* **WHAT THE EXERCISE ASKS**:
Transcribe the part of the talk listing that begins at the words "Alexander Wenzel is" and ends after "data in cancer.".

* **EXERCISE TEXT**:
###

46. Data driven refinement of gene signatures for enrichment analysis and cell state characterization

Alexander Wenzel

Alexander Wenzel is a PhD candidate in the Biomedical Informatics department at UC San Diego. He earned his B.S. in Computer Science from Northwestern University while working as a Bioinformatician in the laboratory of Dr. Jaehyuk Choi at the Northwestern University Lurie Comprehensive Cancer Center studying the genomics of cutaneous lymphomas. He is currently studying in the laboratory of Dr. Jill Mesirov at UCSD, focusing on algorithms for analyzing standard and single-cell RNA-seq data in cancer.

###

* **ENTRIES PROVIDED**:

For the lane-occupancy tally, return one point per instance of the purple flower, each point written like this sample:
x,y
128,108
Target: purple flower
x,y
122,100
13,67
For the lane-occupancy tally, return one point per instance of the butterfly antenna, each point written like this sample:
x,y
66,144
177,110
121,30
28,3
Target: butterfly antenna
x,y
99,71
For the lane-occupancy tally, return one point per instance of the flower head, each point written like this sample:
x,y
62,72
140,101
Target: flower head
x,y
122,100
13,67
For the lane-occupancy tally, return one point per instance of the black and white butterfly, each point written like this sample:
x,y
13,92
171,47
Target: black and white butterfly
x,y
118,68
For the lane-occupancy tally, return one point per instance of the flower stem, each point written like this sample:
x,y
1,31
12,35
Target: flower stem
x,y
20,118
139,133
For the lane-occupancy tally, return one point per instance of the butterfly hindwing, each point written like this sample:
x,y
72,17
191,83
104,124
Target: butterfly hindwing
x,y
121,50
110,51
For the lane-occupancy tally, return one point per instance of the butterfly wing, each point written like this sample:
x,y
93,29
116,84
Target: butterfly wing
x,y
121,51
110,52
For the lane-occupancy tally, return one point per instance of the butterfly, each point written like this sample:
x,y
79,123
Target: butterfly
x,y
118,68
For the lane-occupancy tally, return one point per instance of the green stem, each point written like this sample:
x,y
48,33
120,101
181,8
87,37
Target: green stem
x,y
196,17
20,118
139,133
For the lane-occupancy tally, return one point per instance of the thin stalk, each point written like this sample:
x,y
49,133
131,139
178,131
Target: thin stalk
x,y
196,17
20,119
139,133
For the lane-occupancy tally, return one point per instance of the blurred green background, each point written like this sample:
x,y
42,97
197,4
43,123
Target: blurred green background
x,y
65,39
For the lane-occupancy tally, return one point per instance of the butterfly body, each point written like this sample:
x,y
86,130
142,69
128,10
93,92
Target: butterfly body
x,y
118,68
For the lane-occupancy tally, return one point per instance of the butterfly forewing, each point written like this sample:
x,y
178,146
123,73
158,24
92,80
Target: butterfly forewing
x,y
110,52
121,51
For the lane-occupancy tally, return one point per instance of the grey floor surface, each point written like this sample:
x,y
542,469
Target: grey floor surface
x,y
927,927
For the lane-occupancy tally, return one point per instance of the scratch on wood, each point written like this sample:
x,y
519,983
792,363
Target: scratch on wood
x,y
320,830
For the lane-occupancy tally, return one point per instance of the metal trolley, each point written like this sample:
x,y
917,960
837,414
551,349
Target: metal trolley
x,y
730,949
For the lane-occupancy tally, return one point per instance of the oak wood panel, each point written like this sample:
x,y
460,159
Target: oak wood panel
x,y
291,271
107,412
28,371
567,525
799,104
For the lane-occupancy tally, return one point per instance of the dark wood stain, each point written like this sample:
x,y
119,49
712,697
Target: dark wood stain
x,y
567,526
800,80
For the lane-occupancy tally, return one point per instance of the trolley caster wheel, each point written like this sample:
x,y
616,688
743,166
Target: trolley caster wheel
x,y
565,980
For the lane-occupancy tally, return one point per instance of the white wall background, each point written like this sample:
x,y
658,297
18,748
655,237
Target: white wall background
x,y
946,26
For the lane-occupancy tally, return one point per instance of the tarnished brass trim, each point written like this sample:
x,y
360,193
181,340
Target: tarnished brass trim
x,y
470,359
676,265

###

* **RESULT**:
Alexander Wenzel is a PhD candidate in the Biomedical Informatics department at UC San Diego. He earned his B.S. in Computer Science from Northwestern University while working as a Bioinformatician in the laboratory of Dr. Jaehyuk Choi at the Northwestern University Lurie Comprehensive Cancer Center studying the genomics of cutaneous lymphomas. He is currently studying in the laboratory of Dr. Jill Mesirov at UCSD, focusing on algorithms for analyzing standard and single-cell RNA-seq data in cancer.